WHAT IS ASKED: Show each line of the listing below that contains the word "even".

Start DATA

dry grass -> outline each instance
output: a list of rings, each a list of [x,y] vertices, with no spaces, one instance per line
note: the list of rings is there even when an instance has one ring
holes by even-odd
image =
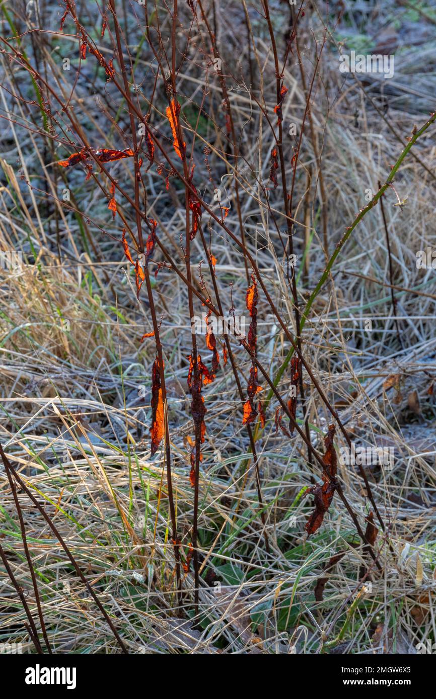
[[[155,13],[149,4],[150,24],[155,29]],[[330,5],[335,15],[339,5]],[[309,117],[305,119],[293,212],[297,222],[293,246],[298,255],[300,310],[325,266],[323,217],[330,257],[346,226],[367,203],[366,190],[371,190],[372,196],[377,192],[379,181],[386,180],[414,124],[421,127],[435,109],[434,22],[422,14],[417,20],[408,7],[398,8],[393,2],[384,3],[382,8],[377,3],[365,5],[371,8],[368,16],[350,8],[337,27],[332,17],[311,98],[313,138]],[[313,6],[313,10],[307,8],[297,34],[307,90],[316,50],[319,54],[323,43],[325,17],[323,3]],[[38,71],[43,75],[47,71],[49,77],[45,79],[55,86],[62,99],[71,98],[75,117],[91,145],[128,147],[125,101],[111,82],[105,83],[104,71],[91,55],[82,62],[75,82],[78,44],[73,36],[63,37],[58,33],[62,14],[58,8],[45,10],[40,18],[31,15],[26,24],[12,3],[2,6],[20,33],[27,31],[21,50],[25,48],[31,63],[34,65],[37,59]],[[212,3],[206,2],[204,7],[213,21]],[[233,88],[229,99],[239,147],[237,171],[234,159],[228,154],[220,82],[210,66],[204,68],[208,57],[212,60],[209,52],[205,56],[210,47],[204,22],[201,33],[194,28],[190,34],[185,59],[178,72],[181,123],[188,157],[194,143],[195,186],[209,204],[214,189],[223,189],[222,203],[230,206],[225,224],[237,238],[240,227],[234,182],[239,182],[247,248],[295,336],[294,305],[282,244],[287,238],[283,192],[280,178],[276,189],[269,182],[274,139],[262,115],[265,110],[275,128],[273,55],[265,20],[254,7],[247,6],[252,38],[248,44],[245,7],[244,3],[226,8],[217,3],[213,20],[227,89]],[[281,62],[286,7],[286,3],[270,3]],[[423,6],[421,9],[430,13],[430,19],[434,17],[431,8]],[[135,51],[145,36],[139,10],[143,11],[140,6],[127,3],[125,17],[123,13],[120,17],[122,30],[125,22],[129,30],[136,96],[143,113],[152,101],[150,123],[175,160],[164,115],[165,92],[155,60],[146,41]],[[97,6],[87,3],[83,12],[87,31],[95,27],[92,36],[108,60],[113,54],[110,22],[112,34],[104,40],[99,36]],[[162,3],[158,12],[160,32],[171,53],[171,17]],[[179,13],[178,64],[192,21],[188,3],[183,3]],[[197,13],[199,16],[199,10]],[[141,17],[138,22],[135,14]],[[13,31],[3,19],[3,36],[10,37]],[[363,27],[367,31],[363,32]],[[57,33],[32,34],[29,31],[32,28]],[[353,43],[357,35],[365,33],[372,42],[370,50],[386,41],[382,33],[387,29],[395,35],[388,52],[395,57],[392,82],[368,80],[359,84],[339,73],[336,42],[346,36],[348,43],[342,50],[349,50],[358,45]],[[64,33],[75,34],[71,18]],[[384,196],[392,282],[381,210],[377,206],[345,244],[302,331],[304,357],[352,440],[358,445],[395,449],[393,470],[365,467],[386,525],[384,533],[377,524],[374,545],[381,570],[368,558],[353,521],[337,496],[321,528],[307,537],[304,524],[313,498],[304,497],[303,492],[319,481],[320,468],[313,459],[308,460],[307,447],[298,435],[294,433],[291,439],[277,432],[275,396],[267,406],[265,428],[253,425],[269,544],[267,549],[241,402],[230,363],[225,367],[221,356],[216,379],[203,391],[207,413],[199,483],[200,589],[196,610],[192,561],[188,572],[182,569],[183,596],[178,598],[163,448],[150,457],[150,372],[155,345],[153,338],[139,343],[141,336],[153,329],[145,286],[138,301],[134,271],[120,243],[123,224],[119,215],[113,220],[107,209],[107,178],[97,177],[102,192],[93,179],[85,181],[83,168],[59,171],[53,165],[66,157],[66,147],[58,147],[57,137],[64,142],[71,138],[73,143],[80,143],[80,138],[64,130],[71,124],[52,96],[54,131],[48,135],[44,132],[41,111],[34,101],[29,102],[35,100],[35,93],[29,73],[9,59],[10,49],[4,45],[3,48],[6,53],[0,56],[0,245],[4,250],[22,251],[23,265],[15,271],[0,271],[0,441],[52,518],[128,651],[276,654],[294,649],[315,654],[336,649],[343,653],[414,652],[423,639],[435,640],[436,415],[429,389],[435,380],[436,288],[435,271],[416,266],[416,251],[427,246],[436,248],[435,127],[414,147],[421,162],[409,154],[395,177],[395,189],[400,200],[407,199],[405,206],[393,206],[397,199],[391,187]],[[66,55],[71,61],[70,72],[62,69],[62,57]],[[251,86],[250,62],[254,76]],[[119,71],[115,62],[114,66]],[[157,87],[152,99],[156,74]],[[283,124],[287,128],[295,122],[298,138],[305,118],[307,90],[302,84],[296,47],[285,69],[283,84],[288,88]],[[402,145],[389,127],[400,136]],[[213,181],[202,152],[206,144],[211,149]],[[293,178],[293,140],[288,138],[288,187]],[[67,154],[74,150],[72,146],[66,149]],[[148,164],[144,158],[146,215],[157,219],[160,239],[185,273],[181,247],[186,232],[185,189],[173,175],[166,189],[164,175],[157,168],[161,157],[157,154],[146,173]],[[178,168],[180,161],[176,164]],[[134,199],[132,162],[126,159],[106,167]],[[98,173],[98,167],[94,169]],[[64,187],[71,189],[69,202],[62,201]],[[133,208],[120,196],[119,201],[122,217],[134,229]],[[223,307],[227,312],[232,301],[237,315],[246,316],[248,327],[244,255],[206,212],[202,224],[206,243],[210,240],[217,260],[216,280]],[[150,272],[163,260],[162,252],[156,250]],[[205,291],[199,273],[201,261]],[[194,287],[212,298],[212,279],[198,235],[191,243],[190,266]],[[162,317],[173,489],[184,563],[192,540],[195,508],[189,479],[189,440],[194,427],[186,384],[187,356],[192,352],[188,292],[181,278],[165,266],[156,279],[151,275],[151,283],[156,316],[158,320]],[[395,286],[400,337],[393,315],[391,283]],[[272,380],[290,345],[260,289],[259,296],[258,358]],[[201,316],[204,307],[196,297],[194,303]],[[372,321],[372,331],[365,330],[367,320]],[[245,391],[250,359],[237,338],[230,339]],[[209,365],[211,353],[204,338],[198,336],[197,341]],[[306,372],[304,381],[311,442],[322,454],[332,416]],[[261,395],[266,397],[269,387],[260,375],[259,382],[263,386]],[[289,383],[287,369],[277,386],[285,401]],[[298,405],[297,423],[302,427],[300,401]],[[285,422],[288,424],[286,417]],[[338,454],[346,446],[339,430],[335,445]],[[356,468],[339,466],[338,476],[365,529],[365,518],[372,507],[361,475]],[[3,470],[0,488],[1,545],[36,621],[16,508]],[[111,629],[46,522],[24,493],[19,491],[18,498],[53,651],[119,652]],[[317,582],[331,556],[339,553],[344,556],[325,574],[323,600],[317,601]],[[362,570],[367,573],[366,582],[362,580]],[[32,652],[20,600],[3,568],[0,576],[0,641],[22,642],[24,652]],[[370,577],[372,591],[360,593],[349,624],[343,628],[347,611]],[[335,640],[337,644],[323,648],[323,642]]]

End DATA

FULL ANSWER:
note: the list of rings is there even when an instance has one ring
holes by even-odd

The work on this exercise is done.